• EXERCISE:
Output these items as a two-column CSV with the header row "prompt,points" and one row per item. Put each item's text and its answer in one quoted field apiece, replacing line breaks with spaces.

Data entries
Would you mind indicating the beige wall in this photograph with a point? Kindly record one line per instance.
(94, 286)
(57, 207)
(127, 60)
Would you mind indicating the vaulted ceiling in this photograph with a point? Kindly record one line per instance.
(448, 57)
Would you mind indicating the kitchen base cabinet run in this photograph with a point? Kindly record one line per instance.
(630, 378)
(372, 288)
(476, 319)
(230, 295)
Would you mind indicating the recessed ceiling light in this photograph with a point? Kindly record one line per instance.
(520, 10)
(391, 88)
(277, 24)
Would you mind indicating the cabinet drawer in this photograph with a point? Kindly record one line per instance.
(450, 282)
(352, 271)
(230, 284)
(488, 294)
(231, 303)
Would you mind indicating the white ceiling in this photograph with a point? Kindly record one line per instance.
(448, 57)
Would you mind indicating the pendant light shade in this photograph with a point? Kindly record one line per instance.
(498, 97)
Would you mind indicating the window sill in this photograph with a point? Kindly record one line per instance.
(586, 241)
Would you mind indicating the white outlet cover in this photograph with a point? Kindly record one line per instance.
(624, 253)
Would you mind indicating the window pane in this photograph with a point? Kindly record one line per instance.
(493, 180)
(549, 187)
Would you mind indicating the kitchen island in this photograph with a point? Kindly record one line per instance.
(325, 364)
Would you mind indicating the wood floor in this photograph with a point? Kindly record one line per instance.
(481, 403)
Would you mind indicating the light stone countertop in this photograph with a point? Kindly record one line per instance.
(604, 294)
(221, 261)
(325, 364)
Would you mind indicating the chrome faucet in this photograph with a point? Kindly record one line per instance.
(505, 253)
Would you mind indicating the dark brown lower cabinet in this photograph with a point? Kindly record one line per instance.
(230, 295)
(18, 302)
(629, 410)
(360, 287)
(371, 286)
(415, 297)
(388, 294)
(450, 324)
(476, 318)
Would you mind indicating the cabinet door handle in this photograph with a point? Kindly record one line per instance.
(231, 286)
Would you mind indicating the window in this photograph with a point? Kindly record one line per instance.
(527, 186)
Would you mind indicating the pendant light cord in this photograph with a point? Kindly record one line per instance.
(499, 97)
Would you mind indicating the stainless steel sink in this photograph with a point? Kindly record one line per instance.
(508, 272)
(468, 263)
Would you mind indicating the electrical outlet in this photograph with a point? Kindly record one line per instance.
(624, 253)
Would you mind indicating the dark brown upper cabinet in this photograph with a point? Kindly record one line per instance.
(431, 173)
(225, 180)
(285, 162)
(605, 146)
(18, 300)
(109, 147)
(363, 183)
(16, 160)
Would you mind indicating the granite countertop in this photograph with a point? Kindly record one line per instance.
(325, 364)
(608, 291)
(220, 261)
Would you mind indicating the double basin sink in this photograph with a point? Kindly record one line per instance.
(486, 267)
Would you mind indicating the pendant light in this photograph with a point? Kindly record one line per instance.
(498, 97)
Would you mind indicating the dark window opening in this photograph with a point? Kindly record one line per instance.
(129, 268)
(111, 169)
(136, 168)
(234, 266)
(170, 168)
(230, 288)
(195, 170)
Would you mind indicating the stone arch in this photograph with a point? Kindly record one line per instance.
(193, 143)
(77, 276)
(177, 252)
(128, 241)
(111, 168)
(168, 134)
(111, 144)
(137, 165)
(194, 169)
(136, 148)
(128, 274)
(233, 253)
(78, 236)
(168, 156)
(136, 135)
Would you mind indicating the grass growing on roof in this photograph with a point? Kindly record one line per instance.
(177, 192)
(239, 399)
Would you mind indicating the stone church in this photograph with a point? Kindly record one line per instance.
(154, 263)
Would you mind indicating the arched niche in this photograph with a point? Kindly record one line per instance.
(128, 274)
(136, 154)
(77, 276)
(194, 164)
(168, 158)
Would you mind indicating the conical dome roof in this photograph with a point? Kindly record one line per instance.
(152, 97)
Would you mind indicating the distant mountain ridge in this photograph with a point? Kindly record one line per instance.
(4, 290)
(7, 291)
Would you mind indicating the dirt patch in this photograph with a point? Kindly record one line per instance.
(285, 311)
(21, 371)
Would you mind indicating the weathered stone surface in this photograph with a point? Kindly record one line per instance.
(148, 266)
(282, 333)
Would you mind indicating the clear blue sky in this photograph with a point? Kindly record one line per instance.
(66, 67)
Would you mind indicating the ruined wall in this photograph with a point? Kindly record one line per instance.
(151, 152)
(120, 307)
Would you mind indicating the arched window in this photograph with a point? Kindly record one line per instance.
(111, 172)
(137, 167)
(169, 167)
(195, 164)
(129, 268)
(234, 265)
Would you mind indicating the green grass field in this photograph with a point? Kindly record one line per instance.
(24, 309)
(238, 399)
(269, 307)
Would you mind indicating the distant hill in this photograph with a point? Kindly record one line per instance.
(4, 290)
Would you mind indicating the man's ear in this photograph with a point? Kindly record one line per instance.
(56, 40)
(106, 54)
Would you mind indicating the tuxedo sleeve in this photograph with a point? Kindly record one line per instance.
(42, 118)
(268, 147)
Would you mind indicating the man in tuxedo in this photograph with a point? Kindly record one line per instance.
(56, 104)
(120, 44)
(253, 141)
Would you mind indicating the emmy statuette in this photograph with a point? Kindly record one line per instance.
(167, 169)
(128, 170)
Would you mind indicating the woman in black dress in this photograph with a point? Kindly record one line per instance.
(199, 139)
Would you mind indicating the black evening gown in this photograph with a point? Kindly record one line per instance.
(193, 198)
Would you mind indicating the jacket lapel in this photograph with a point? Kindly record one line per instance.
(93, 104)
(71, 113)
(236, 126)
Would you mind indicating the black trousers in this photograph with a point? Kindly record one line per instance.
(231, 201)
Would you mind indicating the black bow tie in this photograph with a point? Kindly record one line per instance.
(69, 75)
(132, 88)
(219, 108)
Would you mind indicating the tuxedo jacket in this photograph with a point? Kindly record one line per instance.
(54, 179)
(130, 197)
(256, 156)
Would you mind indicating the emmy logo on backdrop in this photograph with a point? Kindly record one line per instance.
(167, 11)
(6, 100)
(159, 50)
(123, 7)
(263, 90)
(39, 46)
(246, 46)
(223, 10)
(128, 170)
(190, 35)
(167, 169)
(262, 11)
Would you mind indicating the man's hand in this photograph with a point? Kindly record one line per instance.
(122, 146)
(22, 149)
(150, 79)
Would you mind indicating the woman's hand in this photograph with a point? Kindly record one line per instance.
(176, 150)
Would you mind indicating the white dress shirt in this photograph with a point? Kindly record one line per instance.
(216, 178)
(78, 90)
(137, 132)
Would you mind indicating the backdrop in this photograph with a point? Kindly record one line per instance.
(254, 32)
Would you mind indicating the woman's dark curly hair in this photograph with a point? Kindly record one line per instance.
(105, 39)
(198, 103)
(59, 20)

• REPLY TO THE EXERCISE:
prompt,points
"Would you mind indicating the beige wall in this photograph with a point? Kindly record one line per instance.","(94, 286) (57, 207) (127, 60)"
"Would you mind indicating the vaulted ceiling in this photograph with a point? Kindly record one line per instance.","(448, 57)"
"Would you mind indicating the kitchen base cabinet run in this photograph with a point? Kindly record one line per instance.","(630, 378) (372, 288) (476, 319) (230, 295)"
"Would you mind indicating the recessed ceiling light in this photograph with a point? Kindly record one line per instance.","(520, 10) (391, 88) (277, 24)"
"Would you mind indicating the cabinet drawer in this photograph with a point? Kindly record one line per instance.","(450, 282) (352, 271) (230, 284) (488, 294) (231, 303)"
"Would you mind indicating the white ceiling in this photograph with a point? Kindly record one line per instance.","(448, 57)"
"Would you mind indicating the pendant light shade in this photograph with a point? Kindly record one line per instance.","(498, 97)"
"Would you mind indicating the window sill in this photograph with a point? Kindly record one line per instance.","(586, 241)"
"Would you mind indicating the white outlet cover in this photograph with a point? Kindly record one line per instance.","(624, 253)"
"Would you mind indicating the window pane in this photograph with a point? Kindly record one line per instance.","(493, 180) (549, 187)"
"Would you mind indicating the kitchen island in this photograph with a point? Kindly record one line per instance.","(325, 364)"
"Would you mind indicating the wood floor in this photograph with a point? Kindly record one line per instance.","(481, 403)"
"Would you mind indicating the light stone countertop in this photograph with a point? Kindly record one line per instance.","(604, 294) (221, 261) (325, 364)"
"Would you mind indicating the chrome faucet in this photograph with a point? Kindly record one line per instance.","(505, 253)"
"Would you mind indicating the dark brown lower cabinet in this photograph with a point? Kindly record one line per instance.","(230, 295) (18, 302) (629, 410) (360, 287) (371, 286) (415, 297) (388, 294) (450, 324) (476, 318)"
"Would you mind indicating the cabinet door handle in this photograph with a point? Kindly record one line per instance.","(231, 286)"
"Would you mind indicating the window in this photograph with a point? Kindly record one line per instance.","(527, 186)"
"Would you mind indicating the pendant light cord in this photograph with a point? Kindly record one line per instance.","(499, 97)"
"Would you mind indicating the stainless steel sink in this photograph with a point? Kindly record one line per instance.","(508, 272) (468, 263)"
"Would you mind indicating the electrical outlet in this photograph with a point? Kindly record one line per instance.","(624, 253)"
"Would you mind indicating the dark brown upper cabinet in this photograph with a point? Kindly record one line per instance.","(431, 173) (225, 180) (285, 162) (605, 146) (18, 300) (109, 147) (363, 183) (16, 160)"
"Would you mind indicating the granite countertop in this photograph with a point? Kindly record one line per instance.","(325, 364) (608, 291) (220, 261)"
"Would you mind indicating the double basin sink in this photograph with a point? Kindly record one line per instance.","(486, 267)"
"Would you mind indicating the pendant light in this photograph with a point? Kindly record one line per instance.","(498, 97)"
"Would you mind indicating the dark window opening in this photograph with a point? Kindly record one line per instance.","(129, 268) (111, 169) (136, 168) (234, 266) (170, 168) (230, 288) (195, 170)"
"Would you mind indicating the stone arch in this photograph with a point? Kindly record one line per instance.","(193, 143) (77, 276) (177, 252) (128, 241) (111, 168) (168, 134) (111, 144) (137, 165) (194, 169) (136, 148) (128, 274) (233, 253) (78, 236) (168, 156) (136, 135)"
"Would you mind indicating the grass growing on roof in this photograph with a point? Kindly record one line per instance.","(177, 192) (239, 399)"
"Would you mind indicating the stone church in this photograph with a point? Kindly record one line per instance.","(154, 263)"
"Would you mind indicating the arched niche in this photograph with a point? Kindly record one line per instance.","(128, 274) (136, 154) (77, 276) (194, 164) (168, 158)"
"Would you mind indicating the conical dome roof in this photograph with a point? Kindly record one line per instance.","(152, 97)"
"Would you mind indicating the distant mountain ridge in this photograph with a point? Kindly record one line per instance.","(4, 290) (7, 291)"
"Would you mind indicating the dirt patch in this photograph with a point? Kindly record one line per instance.","(285, 311) (21, 371)"
"Would you mind indicating the weathered stone surface in this photograph with a point? Kindly record one line per instance.","(148, 266) (282, 333)"
"Would you mind indicating the clear blue sky in this photograph with a point? Kindly record one line per instance.","(66, 67)"
"Would you mind indicating the ruined wall in this photograph with a point? Kindly record one line per instance.","(151, 152) (120, 307)"
"Would you mind indicating the arched window in this photograph with a point? Kindly record one line per instance.","(111, 172) (137, 167) (169, 167) (195, 164) (129, 268) (234, 265)"
"Would you mind indicating the green grass field in this photograph with a point? Kindly record one line per instance.","(24, 309) (238, 399) (269, 307)"
"Would you mind indicating the distant hill in this photograph with a point? Kindly record one line per instance.","(4, 290)"
"Would you mind indicating the man's ear in this photograph with a point? Kindly record one line per instance.","(56, 40) (106, 54)"
"Would you mind indicating the tuxedo sleeve in this photograph with a point? Kindly record one line per instance.","(42, 118) (268, 147)"
"Would you mind indicating the man in tuxedo in this photograph with a point? Kindly record one line per instance.","(56, 104) (120, 44) (253, 141)"
"Would you mind indicating the emmy statuette in this photograph with a point? Kindly record one line per instance.","(167, 169) (128, 170)"
"Would you mind indicating the woman in black dress in this photograph with a point? Kindly record one line per instance.","(199, 139)"
"Would you mind indicating the black evening gown in this photograph with a point? Kindly record one line per instance.","(193, 198)"
"Would you mind indicating the jacket lapel in this photograph with a point? Kindly record one line per instance.","(93, 104) (71, 113) (236, 126)"
"Would you mind indicating the black trousers in this photograph with a point? Kindly record one line per instance.","(231, 201)"
"Would you mind indicating the black bow tie in this photograph with a point? Kindly record one line per instance.","(69, 75) (132, 88) (219, 108)"
"Would you mind indicating the tuxedo jacket in this photograph with a point? Kindly record one line per instance.","(54, 179) (130, 197) (256, 156)"
"Would you mind indicating the emmy logo on backdrop in this photograph with a point? Kindly record one line per instance.","(167, 11) (6, 100) (159, 50) (123, 7) (263, 90) (39, 46) (246, 46) (223, 10) (128, 170) (190, 35) (167, 169) (262, 11)"
"Would you mind indicating the man's hand in this photograph with a point? Kindly record one line per instance.","(122, 146) (22, 149) (150, 79)"
"Would you mind indicating the woman's hand in this photograph with a point? Kindly record one line per instance.","(176, 150)"
"Would you mind indicating the white dress shirt in this photograph with a point? Kindly record one line per instance.","(216, 178) (78, 90) (137, 132)"
"Would you mind indicating the backdrop in this photograph with a point? Kindly record one line per instance.","(254, 32)"
"Would you mind indicating the woman's dark curly hair in this photograph with a point? Kindly record one line per instance.","(105, 39) (198, 103) (59, 20)"